GIVEN REQUEST :: Convert the listing below into a JSON list of strings, one string per line, omitting any blank lines.

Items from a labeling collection
+---+
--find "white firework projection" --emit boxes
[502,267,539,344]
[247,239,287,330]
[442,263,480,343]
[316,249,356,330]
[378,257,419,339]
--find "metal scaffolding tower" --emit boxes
+---+
TASK SOLUTION ::
[
  "--find \"white firework projection\" --emit boxes",
  "[502,267,539,344]",
  "[247,239,287,330]",
  "[442,263,480,343]",
  "[316,249,356,330]",
  "[378,257,419,339]",
  "--find \"metal scaffolding tower\" --emit boxes"
]